Text excerpt:
Pondering the Pacific (With Poems at the End)

There is hardly a day that goes by where I do not quote C.S. Lewis.
As many of my friends can attest.

So it should be no surprise that as I returned to Chicago after a wild few days on the west coast a bit of Lewis was tumbling around in my brain.

"What is the colour of things in the dark?"

It was still dark out when my plane landed away from the beautiful woods and mountains and back in the Midwestern flatlands. It was still dark when I hopped on the train, crossed the road to a bus, and walked the remaining distance to my apartment.

"What is the colour of things in the dark?"

Lady Reason posts this riddle to the Giant that was holding weary travelers in a prison of fear. Everywhere he turned his eye it exaggerated the grotesque possibility of the hidden things, like entrails and dark corners, making the mind go wild with terror. Yet when asked for an answer to this riddle the giant was stumped.

Without light, there is no colour.

This trip by the sea was one which was a dream, an unexpected luxury in the middle of a semester. It was a family gathering to celebrate the anticipated arrival of a wee little man, my nephew. My Great-grandfather was with us, soon to see and hold his own Great-great-grandson. The last time we had so many generations in one room I was nine and my great-great-grandpa Bob was dying in his bed.  He, however, was anticipating recovery and made us all promise to go skinny dipping after he mowed the lawn.

As we all were gathered this week watching the sunset on the waves I felt a feeling I had been sore to meet with, something like home or belonging, let's call it peace.

Everyone I loved was with me, the ones that I felt connected to deep in my roots, from the mighty branch of Great-Grandpaw, to the hardy laughter of my brother-in-law's parents. How was this possible in the wake and shadow of Paradise being lost?

We ran on the sand barefoot searching for sand-dollars to exchange for real ones, we splashed in the salt and squished dead jellyfish in our hands. As long as I have been in the city my heart has been in the wilderness, the Ocean, the deep woods, or the shelves of the bookshops that dust the hills. When I called Chicago home it was more like you do a rented space, you have to believe it when you come back to the dorm bed that this is where you belong, because while in the dark it is.

Provided information:
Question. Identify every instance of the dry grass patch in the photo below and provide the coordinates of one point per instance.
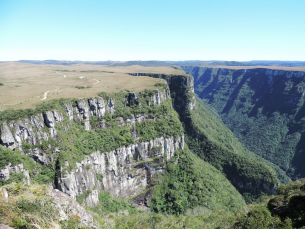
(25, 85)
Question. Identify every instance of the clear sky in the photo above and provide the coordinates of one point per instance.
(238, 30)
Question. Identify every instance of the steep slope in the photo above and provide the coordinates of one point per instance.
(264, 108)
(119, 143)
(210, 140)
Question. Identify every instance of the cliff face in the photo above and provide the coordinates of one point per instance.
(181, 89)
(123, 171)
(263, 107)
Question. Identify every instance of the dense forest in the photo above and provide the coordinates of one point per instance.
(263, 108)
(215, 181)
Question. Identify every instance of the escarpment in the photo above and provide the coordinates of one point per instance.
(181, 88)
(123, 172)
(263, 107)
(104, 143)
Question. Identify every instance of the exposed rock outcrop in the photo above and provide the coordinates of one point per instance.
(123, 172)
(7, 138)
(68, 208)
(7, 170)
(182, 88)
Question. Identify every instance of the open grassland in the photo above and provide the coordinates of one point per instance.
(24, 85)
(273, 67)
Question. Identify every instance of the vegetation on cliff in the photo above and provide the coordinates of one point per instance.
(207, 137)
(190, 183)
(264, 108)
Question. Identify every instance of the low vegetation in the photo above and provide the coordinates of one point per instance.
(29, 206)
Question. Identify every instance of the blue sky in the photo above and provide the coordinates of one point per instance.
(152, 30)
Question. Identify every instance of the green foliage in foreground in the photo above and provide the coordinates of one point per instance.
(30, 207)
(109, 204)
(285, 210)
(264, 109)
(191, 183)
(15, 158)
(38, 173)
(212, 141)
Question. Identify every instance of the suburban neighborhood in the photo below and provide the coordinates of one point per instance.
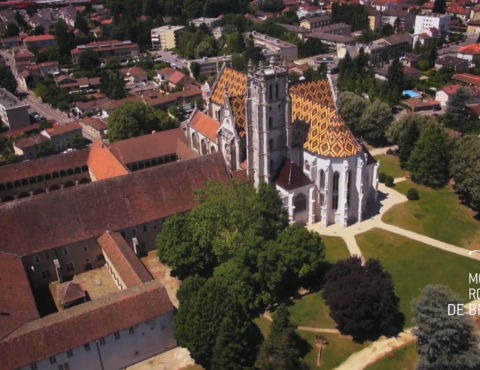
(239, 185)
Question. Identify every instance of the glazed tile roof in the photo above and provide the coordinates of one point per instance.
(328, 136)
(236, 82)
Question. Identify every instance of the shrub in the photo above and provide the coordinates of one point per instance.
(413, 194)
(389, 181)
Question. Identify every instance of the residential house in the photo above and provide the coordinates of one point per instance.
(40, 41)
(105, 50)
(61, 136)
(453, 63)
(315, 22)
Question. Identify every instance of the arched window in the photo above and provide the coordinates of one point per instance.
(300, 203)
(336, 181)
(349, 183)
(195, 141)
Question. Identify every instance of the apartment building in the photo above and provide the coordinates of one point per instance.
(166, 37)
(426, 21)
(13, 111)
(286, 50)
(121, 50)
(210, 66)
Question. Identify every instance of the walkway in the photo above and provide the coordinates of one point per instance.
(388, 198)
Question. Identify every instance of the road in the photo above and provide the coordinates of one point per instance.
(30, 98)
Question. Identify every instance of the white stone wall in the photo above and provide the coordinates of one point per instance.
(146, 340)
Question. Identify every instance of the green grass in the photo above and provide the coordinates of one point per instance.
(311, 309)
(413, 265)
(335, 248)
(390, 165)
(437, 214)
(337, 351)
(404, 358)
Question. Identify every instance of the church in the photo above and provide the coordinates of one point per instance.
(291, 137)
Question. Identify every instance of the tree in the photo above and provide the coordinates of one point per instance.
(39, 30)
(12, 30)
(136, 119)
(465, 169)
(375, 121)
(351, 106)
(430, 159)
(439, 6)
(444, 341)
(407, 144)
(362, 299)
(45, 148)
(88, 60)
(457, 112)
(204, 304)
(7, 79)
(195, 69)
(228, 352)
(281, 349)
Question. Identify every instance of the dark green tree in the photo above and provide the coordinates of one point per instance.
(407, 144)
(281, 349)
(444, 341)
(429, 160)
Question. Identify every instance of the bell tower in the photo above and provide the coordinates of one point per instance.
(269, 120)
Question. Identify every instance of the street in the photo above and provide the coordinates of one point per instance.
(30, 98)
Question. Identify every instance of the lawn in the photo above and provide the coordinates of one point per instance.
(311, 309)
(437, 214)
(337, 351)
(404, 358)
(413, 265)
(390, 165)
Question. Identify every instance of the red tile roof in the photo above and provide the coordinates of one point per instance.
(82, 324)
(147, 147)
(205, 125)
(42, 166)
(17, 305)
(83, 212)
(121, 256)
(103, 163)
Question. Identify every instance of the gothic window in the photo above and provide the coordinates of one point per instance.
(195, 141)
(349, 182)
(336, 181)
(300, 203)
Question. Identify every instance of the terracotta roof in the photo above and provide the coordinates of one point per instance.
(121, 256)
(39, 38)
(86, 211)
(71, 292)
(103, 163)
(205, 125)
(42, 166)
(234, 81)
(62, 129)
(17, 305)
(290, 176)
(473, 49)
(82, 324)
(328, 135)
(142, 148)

Requirement A:
Count the lines of the records that contain the string "cliff", and reply with that number alone.
Requirement B:
Write the next part of the piece about a family gathering on the Pacific coast, picking up right after its last sentence.
The text and the records were taken from unrelated sources.

Task result A:
2

Task result B:
 As I am waiting to know my steps, I have to understand that home is where I am now, that it is Who I am going toward with every faithful slumber even when I know I will wake up and feel out-of-place.

"What is the colour of things in the dark?"

As I took in my surroundings in Oregon I found it was full of the best parts of Paradise, the woods, the odd people on the side of the road, the winding mountain passes of pine trees with sudden verdant valleys. But I was in the dark, all the depth of meaning was lost on my limited perspective rooted in the present. Sleeping beside my sister in the upper room of the seaside cottage we rented for the week there was the familiar peace from years ago when I first came home from college.

How was it possible that my family is how they are? That no number of days or distance kills the warm loving-kindness that dwells in every moment, the immediate quiet forgiveness, the laughter until your sides hurt, the tasteful teasing when my little brother raises his elbow to rest it on the heads of those who are now that much shorter than him.

Considering the grief that we live in how can we be such a warm place where ever we go? Weather and storms, fire and tragedy, yet there it blooms in the roots of our family tree: Hope and Resilience.

There is no colour in the dark, all things are colourless without the light, they are unknown.

Lewis expresses the things hidden in the dark do not even exist. What he means is the man is something else than his entrails, if you cut him open you are not looking at the man, instead if you don't hurry to sew him up again you will be looking at not a man but death.

This rejection of darkness must be something we have been in the habit of doing, choosing to see things for what they really are in the Light. The dark things have never held a significant power on us contrasted to the lighted ones. Even moments where those we love transgressed us, how quickly forgiveness sprang up to greet them!

Reality was not in the shadows.

Once or twice the position has been presented to me that I should not expect to understand or get along with certain individuals because they had experienced more of "real-life" which of course is never a reference to anything miraculously good, but rather something abnormally bad. As if hardships could only be proven and weathered by becoming shriveled up and either distrusting or hard-hearted.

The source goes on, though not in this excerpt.